The EU needs to allow companies to detect online child abuse

DISCLAIMER: All opinions in this column reflect the views of the author(s), not of EURACTIV Media network.

As tough inter-institutional negotiations continue in Brussels, Maud de Boer Buquicchio says that the EU must continue to allow companies to detect and report child sexual abuse online - both known and new images, as well as instances of grooming.

Maud de Boer Buquicchio says the EU must continue to allow companies to detect and report child sexual abuse online. [Shutterstock]

As tough inter-institutional negotiations continue in Brussels, Maud de Boer Buquicchio says that the EU must continue to allow companies to detect and report child sexual abuse online – both known and new images – as well as instances of grooming.

Maud de Boer Buquicchio is a former UN Special Rapporteur on the sale and sexual exploitation of children, and current president of Missing Children Europe.

If you asked any number of people in Europe if they believed it was desirable for the European Union to make it easier for paedophiles to contact children, they would probably wonder if you had taken leave of your senses. If you asked if it was a good thing to make it harder to detect and delete images of children being raped, the same people might think something similar.

Yet since 21 December 2020 that is precisely what has been happening. Companies that previously were voluntarily deploying child protection tools, taking steps to detect paedophile activity so they could step in to stop it, gave up doing so. Some companies that had previously been voluntarily looking for child sex abuse material likewise gave up.

Not anywhere else in the world. Only in the EU’s 27 member states. Not all companies, but Facebook did. As their messenger platform is host to most of these crime scenes, this was particularly disappointing. 

This was not intended. It was an unforeseen consequence of part of the e-Privacy Directive, a measure adopted in 2018 and which entered into force in December.

Three months before that was due to happen the European Commission realised this terrible problem was heading down the wrong track. They published a proposal to put it right in the form of a temporary derogation. If adopted, this derogation would restore the previous status quo.

Children would be safer. You would have thought everyone concerned would have eagerly grabbed at any solution that did that. But no. It appears that delaying and blocking tactics deployed by European Parliament’s negotiating team hamper any progress in the political dialogue between the EU institutions. There can be only one objective: no derogation.

◆ **PROBLEM DESCRIPTION**
According to the column on detecting online child abuse, which organization is Maud de Boer Buquicchio currently president of?

◆ **RECORDED DATA**
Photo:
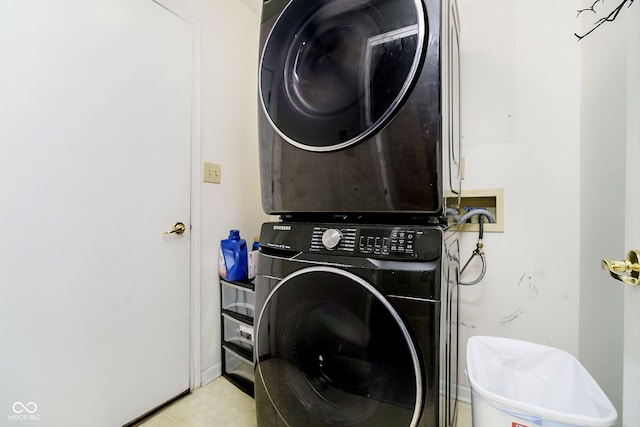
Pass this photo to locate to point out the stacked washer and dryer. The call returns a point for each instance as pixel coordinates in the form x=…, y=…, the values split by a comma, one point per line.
x=356, y=291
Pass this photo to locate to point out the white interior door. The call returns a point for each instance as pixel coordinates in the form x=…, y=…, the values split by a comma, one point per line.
x=631, y=377
x=95, y=134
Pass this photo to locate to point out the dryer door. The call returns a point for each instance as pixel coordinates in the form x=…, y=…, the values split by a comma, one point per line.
x=333, y=72
x=332, y=350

◆ **REPLY TO THE TASK**
Missing Children Europe.